§ Goal of the exercise
Print every row below word for word, leaving out the pictures.

--- START OF Dataset ---

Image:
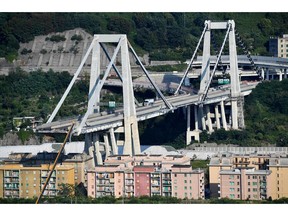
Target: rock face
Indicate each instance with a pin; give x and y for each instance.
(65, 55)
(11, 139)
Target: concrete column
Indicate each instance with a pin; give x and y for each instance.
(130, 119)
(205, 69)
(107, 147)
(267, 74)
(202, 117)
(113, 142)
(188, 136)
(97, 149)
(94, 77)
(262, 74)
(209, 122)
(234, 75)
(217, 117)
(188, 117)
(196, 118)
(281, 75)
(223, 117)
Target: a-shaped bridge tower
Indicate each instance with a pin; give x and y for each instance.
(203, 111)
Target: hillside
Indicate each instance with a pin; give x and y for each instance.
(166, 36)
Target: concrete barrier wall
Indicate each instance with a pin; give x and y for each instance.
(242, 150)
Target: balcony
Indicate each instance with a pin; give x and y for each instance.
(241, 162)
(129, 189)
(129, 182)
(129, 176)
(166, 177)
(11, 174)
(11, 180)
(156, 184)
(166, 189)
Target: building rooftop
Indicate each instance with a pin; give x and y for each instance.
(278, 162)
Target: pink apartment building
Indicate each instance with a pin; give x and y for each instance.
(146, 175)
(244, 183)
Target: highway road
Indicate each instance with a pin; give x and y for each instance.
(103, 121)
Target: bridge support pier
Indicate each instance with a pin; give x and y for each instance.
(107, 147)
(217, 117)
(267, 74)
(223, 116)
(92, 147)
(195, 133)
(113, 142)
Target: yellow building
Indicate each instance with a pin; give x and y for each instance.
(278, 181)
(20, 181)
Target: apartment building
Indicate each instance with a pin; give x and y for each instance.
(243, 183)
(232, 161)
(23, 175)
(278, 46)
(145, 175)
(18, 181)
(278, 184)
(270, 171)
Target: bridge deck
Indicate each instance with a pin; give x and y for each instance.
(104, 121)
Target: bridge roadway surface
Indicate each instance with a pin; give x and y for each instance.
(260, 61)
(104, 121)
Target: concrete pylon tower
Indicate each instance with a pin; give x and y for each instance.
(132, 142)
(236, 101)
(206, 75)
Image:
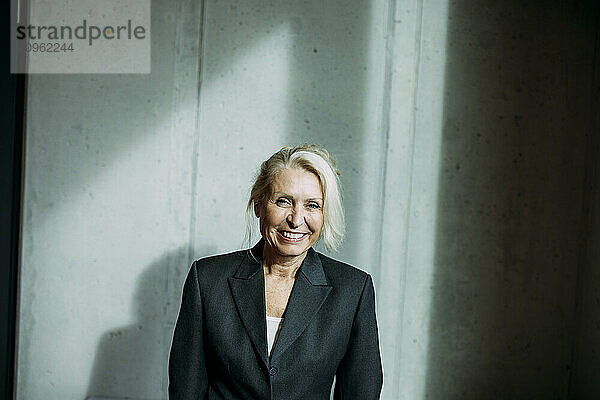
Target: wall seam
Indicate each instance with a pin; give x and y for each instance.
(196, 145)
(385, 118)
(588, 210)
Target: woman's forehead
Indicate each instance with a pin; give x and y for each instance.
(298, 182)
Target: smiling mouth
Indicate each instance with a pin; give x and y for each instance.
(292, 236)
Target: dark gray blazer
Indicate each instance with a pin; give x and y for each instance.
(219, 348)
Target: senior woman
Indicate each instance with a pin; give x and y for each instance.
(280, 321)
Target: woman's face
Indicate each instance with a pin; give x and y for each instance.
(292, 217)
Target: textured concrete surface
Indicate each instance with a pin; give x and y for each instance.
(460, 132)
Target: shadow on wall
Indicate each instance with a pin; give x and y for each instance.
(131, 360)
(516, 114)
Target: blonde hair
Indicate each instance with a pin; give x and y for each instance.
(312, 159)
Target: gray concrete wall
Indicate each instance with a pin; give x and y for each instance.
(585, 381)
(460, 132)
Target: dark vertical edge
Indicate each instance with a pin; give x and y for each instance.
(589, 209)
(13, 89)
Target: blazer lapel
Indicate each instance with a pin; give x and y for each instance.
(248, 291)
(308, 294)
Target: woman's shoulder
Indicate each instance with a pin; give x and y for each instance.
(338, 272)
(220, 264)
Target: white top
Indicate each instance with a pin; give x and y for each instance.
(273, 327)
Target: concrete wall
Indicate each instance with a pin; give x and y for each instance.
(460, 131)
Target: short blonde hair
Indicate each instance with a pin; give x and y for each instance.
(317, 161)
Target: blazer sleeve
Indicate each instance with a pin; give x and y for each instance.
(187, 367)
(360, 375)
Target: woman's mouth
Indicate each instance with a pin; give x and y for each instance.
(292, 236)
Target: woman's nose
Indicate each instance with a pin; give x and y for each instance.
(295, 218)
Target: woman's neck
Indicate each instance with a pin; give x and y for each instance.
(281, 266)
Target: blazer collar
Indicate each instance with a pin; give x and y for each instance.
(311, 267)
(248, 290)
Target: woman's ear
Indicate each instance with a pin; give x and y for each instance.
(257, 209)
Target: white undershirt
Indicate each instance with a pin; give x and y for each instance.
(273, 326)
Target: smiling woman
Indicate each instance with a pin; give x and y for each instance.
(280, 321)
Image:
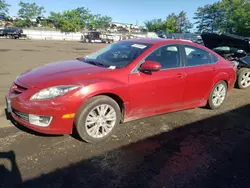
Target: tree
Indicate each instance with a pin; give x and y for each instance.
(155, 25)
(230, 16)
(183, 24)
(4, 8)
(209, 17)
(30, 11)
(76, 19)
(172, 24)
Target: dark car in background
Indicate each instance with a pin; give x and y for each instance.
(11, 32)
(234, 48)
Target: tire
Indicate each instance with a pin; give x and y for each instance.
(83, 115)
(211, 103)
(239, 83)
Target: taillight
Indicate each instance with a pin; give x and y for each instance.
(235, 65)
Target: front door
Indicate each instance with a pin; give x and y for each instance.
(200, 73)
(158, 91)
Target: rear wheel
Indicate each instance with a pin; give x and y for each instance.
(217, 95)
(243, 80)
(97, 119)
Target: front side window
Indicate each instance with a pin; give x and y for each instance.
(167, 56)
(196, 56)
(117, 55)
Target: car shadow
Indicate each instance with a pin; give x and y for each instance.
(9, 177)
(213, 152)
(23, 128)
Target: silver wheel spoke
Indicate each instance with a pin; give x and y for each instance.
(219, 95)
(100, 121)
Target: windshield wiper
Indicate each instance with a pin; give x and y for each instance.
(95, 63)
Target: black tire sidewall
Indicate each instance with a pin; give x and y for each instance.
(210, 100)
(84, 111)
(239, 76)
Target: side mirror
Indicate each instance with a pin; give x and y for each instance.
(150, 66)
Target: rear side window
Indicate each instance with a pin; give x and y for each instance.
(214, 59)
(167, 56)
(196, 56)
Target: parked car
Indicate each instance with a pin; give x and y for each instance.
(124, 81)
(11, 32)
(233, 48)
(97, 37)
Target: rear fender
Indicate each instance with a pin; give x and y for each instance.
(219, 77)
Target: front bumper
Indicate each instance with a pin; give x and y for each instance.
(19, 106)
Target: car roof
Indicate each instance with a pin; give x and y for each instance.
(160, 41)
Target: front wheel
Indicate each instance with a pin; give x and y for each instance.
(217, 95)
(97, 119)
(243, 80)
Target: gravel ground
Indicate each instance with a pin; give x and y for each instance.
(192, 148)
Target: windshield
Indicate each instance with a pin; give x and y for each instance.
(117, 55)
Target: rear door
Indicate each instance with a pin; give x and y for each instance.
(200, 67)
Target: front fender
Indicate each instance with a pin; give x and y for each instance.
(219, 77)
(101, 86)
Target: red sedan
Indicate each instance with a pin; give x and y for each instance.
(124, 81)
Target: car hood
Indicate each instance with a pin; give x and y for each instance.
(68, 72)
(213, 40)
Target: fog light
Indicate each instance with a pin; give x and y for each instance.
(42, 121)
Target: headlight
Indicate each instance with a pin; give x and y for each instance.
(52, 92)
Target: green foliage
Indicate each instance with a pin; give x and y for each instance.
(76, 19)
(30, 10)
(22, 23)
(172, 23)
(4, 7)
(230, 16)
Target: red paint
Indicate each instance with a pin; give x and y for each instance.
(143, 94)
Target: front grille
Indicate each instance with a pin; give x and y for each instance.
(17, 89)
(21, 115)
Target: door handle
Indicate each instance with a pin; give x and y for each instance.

--- END OF Dataset ---

§ Exercise solution
Image:
Target: rock face
Indicate each instance with a pin; give x and y for each instance.
(65, 55)
(11, 139)
Target: concrete column
Indicate each instance with a pin; give x and y for each instance.
(130, 119)
(205, 69)
(107, 147)
(267, 74)
(202, 117)
(113, 142)
(188, 136)
(97, 149)
(94, 77)
(262, 74)
(209, 122)
(234, 75)
(217, 117)
(188, 117)
(196, 118)
(281, 75)
(223, 117)
Target: a-shaped bridge tower
Indicate each instance with a pin; give x and y for each instance.
(203, 111)
Target: hillside
Indicate each instance with a pin; give x and y for each instance.
(166, 36)
Target: concrete barrier wall
Indicate each instance with a pin; give x and y for each instance.
(242, 150)
Target: balcony
Indicate each instance with a pin; give x and y for each instance.
(241, 162)
(129, 189)
(129, 182)
(129, 176)
(166, 177)
(11, 174)
(11, 180)
(156, 184)
(166, 189)
Target: building rooftop
Indicate each instance with a pin; give x and y for each instance.
(278, 162)
Target: pink apartment building
Indicate each instance with a pin; give x and y for each instance.
(146, 175)
(244, 183)
Target: highway road
Indicate each instance with a pin; give x and y for each instance.
(103, 121)
Target: bridge support pier
Indicate each instance with a pin; give x and y for each instance.
(107, 147)
(217, 117)
(267, 74)
(223, 116)
(92, 147)
(195, 133)
(113, 142)
Target: yellow building
Indicate each instance with a pin; give x and y for each instance.
(278, 181)
(20, 181)
Target: apartment building
Indicate each instance with a pin; give x and y for each instance.
(243, 183)
(232, 161)
(23, 175)
(278, 46)
(145, 175)
(18, 181)
(278, 184)
(270, 171)
Target: bridge deck
Indicate each instance with a pin; give x and y for each instance.
(104, 121)
Target: bridge roadway surface
Indicate each instance with a pin; give x and y for each instance.
(260, 61)
(104, 121)
Target: concrete pylon tower
Indicate each instance with a pin; give x and y for each instance.
(132, 142)
(236, 101)
(206, 75)
Image:
Target: wall seam
Indicate each instance with a pin; give x and y for each instance.
(196, 145)
(385, 118)
(588, 210)
Target: woman's forehead
Indicate each instance with a pin; give x and y for each instance.
(298, 182)
Target: smiling mouth
Indicate each instance with a pin; give x and y for each instance.
(292, 236)
Target: dark gray blazer
Indicate each instance with a pin; give x and y for each instance.
(219, 348)
Target: senior woman
Indicate each instance with a pin; give x and y for each instance.
(280, 321)
Target: woman's face
Indicate each instance with a pin; give x and y for each instance.
(292, 217)
Target: textured concrete surface
Indicate each instance with a pin; give x and y for each instance.
(460, 132)
Target: shadow on wall
Indicate each instance with a pin; give x and y for each instance.
(131, 360)
(516, 114)
Target: blonde hair
Indicate each instance with a pin; give x and y for each instance.
(312, 159)
Target: gray concrete wall
Indicate each instance with a pin; give x and y for each instance.
(585, 381)
(460, 132)
Target: dark vertical edge
Indicate each instance with a pin; give x and y for each instance.
(589, 209)
(13, 89)
Target: blazer lapel
Indicate each instance with a pin; give x and y for each instance.
(248, 291)
(308, 294)
Target: woman's shoulder
Indicate each instance with a pin; give x and y for each instance.
(338, 272)
(220, 264)
Target: white top
Indicate each instance with a pin; give x and y for each instance.
(273, 327)
Target: concrete wall
Indicate each instance with a pin; give x and y for each instance.
(460, 131)
Target: short blonde hair
Indicate each instance with a pin; give x and y for each instance.
(317, 161)
Target: blazer sleeve
Indicate each instance with a pin; give x and y for each instance.
(187, 367)
(360, 375)
Target: woman's mouth
Indicate each instance with a pin; give x and y for each instance.
(292, 236)
Target: woman's nose
Indicate each instance with a pin; give x and y for each instance.
(295, 218)
Target: woman's neck
Indicate each instance with a pin; give x and y for each instance.
(281, 266)
Target: blazer collar
Indicate each instance with a pin; give x and y for each instance.
(311, 267)
(248, 290)
Target: woman's ear
Indicate each instance with a pin; give x and y for each instance.
(257, 209)
Target: white undershirt
Indicate each instance with a pin; give x and y for each instance.
(273, 326)
Target: smiling woman
Indicate each instance with a pin; give x and y for each instance.
(280, 321)
Image:
Target: tree
Indicate each instance with a pin; give x and y for each instance.
(155, 25)
(230, 16)
(183, 24)
(4, 8)
(209, 17)
(30, 11)
(76, 19)
(172, 24)
Target: dark car in background
Indicate each instance with a pin; give x and y for each instance.
(11, 32)
(234, 48)
Target: tire
Indicate each instance with a pin; give x and y for each instance.
(83, 115)
(211, 103)
(239, 83)
Target: taillight
Indicate each instance with a pin; give x and y for each instance.
(235, 65)
Target: front door
Indicate each instance with a pin; give x and y for each instance.
(200, 73)
(158, 91)
Target: rear wheel
Indicate each instance with a pin; give x and y for each instance.
(217, 95)
(243, 80)
(97, 119)
Target: front side window
Indicate each instance with a pin; give x and y for each instance.
(167, 56)
(196, 56)
(117, 55)
Target: car shadow
Indicate each instance with a pin; give x and y for each instance.
(9, 177)
(213, 152)
(23, 128)
Target: silver wheel spoke
Indicate each instance with a pin; give x and y for each instance.
(219, 95)
(100, 121)
Target: windshield wiper
Indicate each instance with a pin; give x and y for each instance.
(95, 63)
Target: black tire sidewall
Indicate each instance with a pin; give x and y for each instance.
(210, 100)
(84, 111)
(239, 76)
Target: side mirror
Indicate each instance with a pin; give x and y for each instance.
(150, 66)
Target: rear side window
Indicate each instance with a pin; give x and y for each instance.
(214, 59)
(167, 56)
(196, 56)
Target: parked car
Indicate each instance with a pin; give x and y for each instance.
(124, 81)
(11, 32)
(233, 48)
(97, 37)
Target: rear fender
Indicate each instance with a pin; give x and y for each instance.
(219, 77)
Target: front bumper
Indicate each instance with a pin; give x and y for each instance.
(19, 106)
Target: car roof
Indicate each instance with a pin; give x and y for each instance.
(160, 41)
Target: front wheel
Indicate each instance with a pin; give x and y for each instance.
(217, 95)
(97, 119)
(243, 80)
Target: gravel ground
Indicate each instance with a pin; give x and y for each instance.
(192, 148)
Target: windshield
Indicate each instance with a pin; give x and y for each instance.
(117, 55)
Target: rear door
Indicate each instance with a pin; give x and y for each instance.
(200, 67)
Target: front fender
Indicate each instance with a pin; give x and y for each instance.
(219, 77)
(101, 86)
Target: red sedan
Indicate each instance with a pin; give x and y for each instance.
(124, 81)
Target: car hood
Indicate each instance with a pin; give x and y for each instance.
(68, 72)
(213, 40)
Target: fog light
Indicate each instance with a pin; give x and y for each instance.
(42, 121)
Target: headlight
Indicate each instance with a pin; give x and y for each instance.
(52, 92)
Target: green foliage
Indicate each instance with a pin; give x and y for each instance.
(76, 19)
(30, 10)
(22, 23)
(172, 23)
(4, 7)
(230, 16)
Target: red paint
Indicate each instance with a pin; give x and y for each instance.
(143, 94)
Target: front grille
Indicate each instance with a pin; give x and y for each instance.
(17, 89)
(21, 115)
Target: door handle
Indicate each instance with a pin; give x and y for each instance.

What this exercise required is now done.